** Opening SELECTED EXCERPT block **
The meth trend has moved "west to east" and is just beginning to enter
Ohio, said an undercover agent with Montgomery County's Combined Area
Narcotics Enforcement task force.

"We're seeing it everywhere," he said. "They'll even go to short-term
apartments and motels where they're not staying very long, . . . using
bathtubs and stuff to do the cooking."

But aside from "mom-and-pop" meth labs with limited distribution networks,
it's signs such as a California-to-Dayton meth trafficking operation,
revealed through court documents last week, that speak to a growing threat
of methamphetamines in Ohio, Siegal said.

"Once large amounts of pre-made stuff start showing up, then all bets are
off," he said.

"People are aware of how easy it is to get products" to make meth, another
undercover CANE task force agent said. "They want an easy way to get high,
and that's where the hazards take place. Especially with vehicles, if you
get into a car accident or hit a heavy bump, you can get an explosion."

Authorities have busted several mobile meth labs in southwest Ohio,
including busts this year in Butler Twp. and Beavercreek.

"The primary dangers are the chemicals involved, and that the people using
them aren't 100 percent knowledgable about the dangers," Whittaker of Darke
County said.

Recipes for cooking meth, often handed down or obtained on the Internet,
call for procurer substances that may include fertilizer and
over-the-counter cold tablets, agents said. The recipes speak to the
inexperience of the would-be meth makers, with one Internet site advising,
"Please don't smoke in the same room when you do this" and "It's a good
idea to do this when you're not (high)."

"We're not dealing with scientists here, we're dealing with people who got
a recipe and it's trial-and-error," Whittaker said.

The makeshift labs also pose risks for neighbors and law-enforcement
agents. "It can be extremely dangerous when the chemicals come together,"
** Closing SELECTED EXCERPT block **
** Opening COLLECTED DATA block **
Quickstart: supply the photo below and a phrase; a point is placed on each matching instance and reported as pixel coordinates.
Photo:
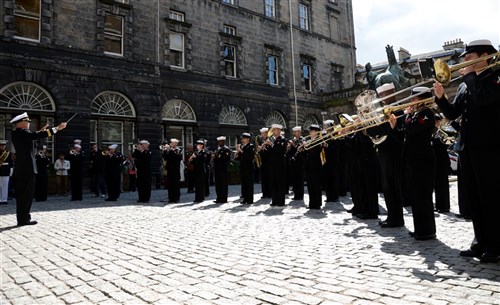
** Closing COLLECTED DATA block **
● WHAT YOU NEED TO DO
1) According to the meth article, where did authorities bust mobile meth labs this year?
2) Reproduce the meth article word for word, starting at "But aside from" and ending at "Ohio, Siegal said.".
3) List every place name mentioned in the meth article.

● TASK-BY-TASK RESULTS
1) Butler Twp. and Beavercreek.

2)
But aside from "mom-and-pop" meth labs with limited distribution networks,
it's signs such as a California-to-Dayton meth trafficking operation,
revealed through court documents last week, that speak to a growing threat
of methamphetamines in Ohio, Siegal said.

3) Ohio, Montgomery County, California, Dayton, Butler Twp., Beavercreek, Darke County